##### GIVEN DATA
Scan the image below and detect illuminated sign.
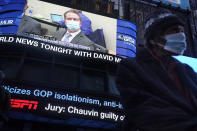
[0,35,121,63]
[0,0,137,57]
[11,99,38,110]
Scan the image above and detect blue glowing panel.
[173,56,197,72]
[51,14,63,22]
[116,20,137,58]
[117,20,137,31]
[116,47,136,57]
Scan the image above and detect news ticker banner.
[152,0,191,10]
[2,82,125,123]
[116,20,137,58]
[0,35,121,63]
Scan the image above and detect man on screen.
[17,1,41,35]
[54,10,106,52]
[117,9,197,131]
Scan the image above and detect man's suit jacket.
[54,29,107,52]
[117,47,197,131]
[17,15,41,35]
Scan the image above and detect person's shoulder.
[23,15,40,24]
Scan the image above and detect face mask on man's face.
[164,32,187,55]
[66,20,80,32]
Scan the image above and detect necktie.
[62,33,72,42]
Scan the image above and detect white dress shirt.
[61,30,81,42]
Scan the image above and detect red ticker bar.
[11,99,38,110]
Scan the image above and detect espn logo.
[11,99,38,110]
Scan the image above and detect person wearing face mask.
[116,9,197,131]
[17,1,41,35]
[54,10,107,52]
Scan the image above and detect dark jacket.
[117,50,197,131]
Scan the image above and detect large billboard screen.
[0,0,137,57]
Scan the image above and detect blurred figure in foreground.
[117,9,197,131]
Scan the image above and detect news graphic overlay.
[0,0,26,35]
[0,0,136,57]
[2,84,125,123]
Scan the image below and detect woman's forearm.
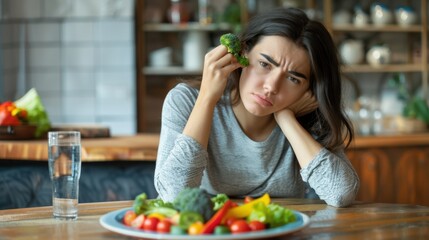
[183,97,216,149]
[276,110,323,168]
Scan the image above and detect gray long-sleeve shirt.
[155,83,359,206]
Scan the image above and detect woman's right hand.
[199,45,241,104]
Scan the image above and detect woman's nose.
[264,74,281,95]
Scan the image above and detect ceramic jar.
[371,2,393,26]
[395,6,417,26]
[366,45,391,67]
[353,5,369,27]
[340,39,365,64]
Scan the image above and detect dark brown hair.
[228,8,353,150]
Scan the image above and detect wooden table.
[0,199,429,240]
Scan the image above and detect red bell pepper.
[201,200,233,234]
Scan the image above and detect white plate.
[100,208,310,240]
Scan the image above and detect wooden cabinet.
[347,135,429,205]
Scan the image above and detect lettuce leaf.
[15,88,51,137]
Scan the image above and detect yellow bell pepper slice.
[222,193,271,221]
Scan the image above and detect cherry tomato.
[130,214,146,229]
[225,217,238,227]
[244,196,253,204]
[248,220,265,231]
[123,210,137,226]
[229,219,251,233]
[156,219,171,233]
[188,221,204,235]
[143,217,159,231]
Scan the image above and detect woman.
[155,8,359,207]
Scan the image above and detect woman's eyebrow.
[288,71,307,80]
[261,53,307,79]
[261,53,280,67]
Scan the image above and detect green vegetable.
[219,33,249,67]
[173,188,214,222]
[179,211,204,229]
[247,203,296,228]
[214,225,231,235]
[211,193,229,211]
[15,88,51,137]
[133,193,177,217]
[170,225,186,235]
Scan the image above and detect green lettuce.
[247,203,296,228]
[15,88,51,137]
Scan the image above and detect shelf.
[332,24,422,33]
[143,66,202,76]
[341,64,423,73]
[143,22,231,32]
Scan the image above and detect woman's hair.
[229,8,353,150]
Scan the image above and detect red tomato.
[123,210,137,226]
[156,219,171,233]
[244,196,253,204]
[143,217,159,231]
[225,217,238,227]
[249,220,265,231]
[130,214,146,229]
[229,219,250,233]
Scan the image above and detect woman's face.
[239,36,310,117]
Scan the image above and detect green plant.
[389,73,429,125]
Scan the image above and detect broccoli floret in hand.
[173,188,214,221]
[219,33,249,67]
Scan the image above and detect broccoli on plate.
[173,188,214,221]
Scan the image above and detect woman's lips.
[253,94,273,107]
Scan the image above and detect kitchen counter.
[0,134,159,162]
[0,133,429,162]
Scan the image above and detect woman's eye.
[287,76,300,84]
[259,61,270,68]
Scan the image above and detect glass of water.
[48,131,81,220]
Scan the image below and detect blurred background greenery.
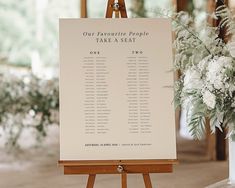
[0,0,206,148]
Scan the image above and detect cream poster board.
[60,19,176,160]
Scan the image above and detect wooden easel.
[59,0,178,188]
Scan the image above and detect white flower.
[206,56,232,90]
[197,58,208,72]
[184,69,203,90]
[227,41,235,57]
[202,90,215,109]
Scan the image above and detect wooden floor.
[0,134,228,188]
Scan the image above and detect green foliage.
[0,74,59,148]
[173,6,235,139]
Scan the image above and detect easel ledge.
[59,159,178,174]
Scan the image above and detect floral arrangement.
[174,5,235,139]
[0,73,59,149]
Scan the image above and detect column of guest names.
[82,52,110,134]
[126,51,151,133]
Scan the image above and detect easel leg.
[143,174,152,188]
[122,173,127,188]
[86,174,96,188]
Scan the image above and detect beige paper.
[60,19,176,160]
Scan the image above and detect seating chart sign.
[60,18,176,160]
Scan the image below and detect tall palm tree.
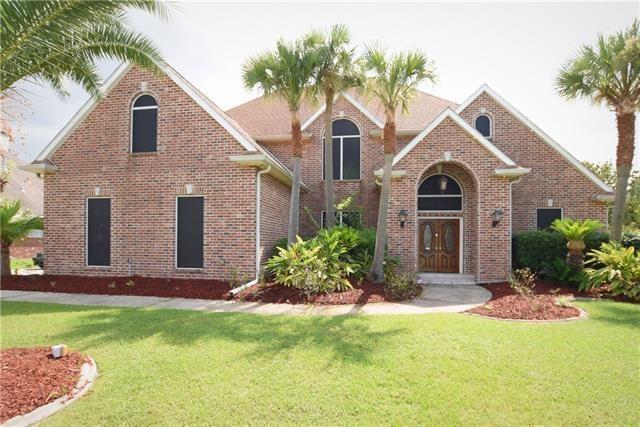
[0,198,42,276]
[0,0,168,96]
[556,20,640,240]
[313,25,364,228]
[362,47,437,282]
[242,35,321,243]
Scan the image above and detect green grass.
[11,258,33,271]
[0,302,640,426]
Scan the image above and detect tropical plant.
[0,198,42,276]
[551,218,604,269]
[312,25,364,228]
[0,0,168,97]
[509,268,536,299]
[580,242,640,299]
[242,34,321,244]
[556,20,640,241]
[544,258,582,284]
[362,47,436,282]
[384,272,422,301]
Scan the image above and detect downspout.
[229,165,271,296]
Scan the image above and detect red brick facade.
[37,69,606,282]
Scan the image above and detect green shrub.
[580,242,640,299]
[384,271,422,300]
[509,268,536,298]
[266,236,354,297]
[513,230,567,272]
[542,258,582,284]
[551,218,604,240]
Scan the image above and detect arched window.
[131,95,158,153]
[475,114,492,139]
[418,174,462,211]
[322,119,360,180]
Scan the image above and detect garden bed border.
##########
● OBJECTIVE
Please copy the data again, everything from the start down through the line containing "[100,208,310,240]", including that line. Leave the pictures out of your copy.

● WRITTEN ANSWER
Scan the image below and detect illuminated sign.
[0,35,121,63]
[0,0,137,57]
[11,99,38,110]
Scan the image above and detect blue glowing panel.
[173,56,197,72]
[51,14,63,22]
[116,20,137,58]
[117,20,137,31]
[116,47,136,57]
Scan the image above and detect news ticker banner.
[152,0,191,10]
[2,82,125,123]
[116,20,137,58]
[0,35,121,63]
Scan the image above and detect man on screen.
[17,1,41,35]
[54,10,106,52]
[117,9,197,131]
Scan the image above and detect man's suit jacket.
[54,29,107,52]
[117,47,197,131]
[17,15,41,35]
Scan the image above and detect person's shoulder.
[23,15,40,24]
Scan the image above and detect face mask on man's face.
[164,32,187,55]
[66,20,80,32]
Scan the image above and detect necktie.
[62,33,72,42]
Scan the image above and detect white dress shirt.
[61,30,81,42]
Scan the image above and detect red ticker bar.
[11,99,38,110]
Scan the image above and detect espn logo.
[11,99,38,110]
Scan the image above and detect person wearing face mask.
[116,9,197,131]
[17,1,41,35]
[54,10,107,52]
Scan the image above and detect dark jacket.
[117,50,197,131]
Scan the image above and detect large billboard screen.
[0,0,137,57]
Scan the image above and detect blurred figure in foreground.
[117,9,197,131]
Scan the image above and detect news graphic overlay.
[0,0,26,35]
[0,0,136,57]
[2,84,125,123]
Scan the image below and detect woman's forearm.
[183,97,216,149]
[276,110,323,168]
Scan the image above and detect gray long-sleeve shirt.
[155,83,359,206]
Scan the image above and detect woman's right hand.
[199,45,241,104]
Scan the image above and detect woman's nose.
[264,74,281,95]
Scan the image above and detect ceramic jar.
[371,2,393,26]
[395,6,417,26]
[366,45,391,67]
[353,5,369,27]
[340,39,365,64]
Scan the image above and detect dark brown hair.
[228,8,353,150]
Scan the image above and detect wooden table.
[0,199,429,240]
Scan the image above and detect red bell pepper.
[201,200,233,234]
Scan the image above and detect white plate.
[100,208,310,240]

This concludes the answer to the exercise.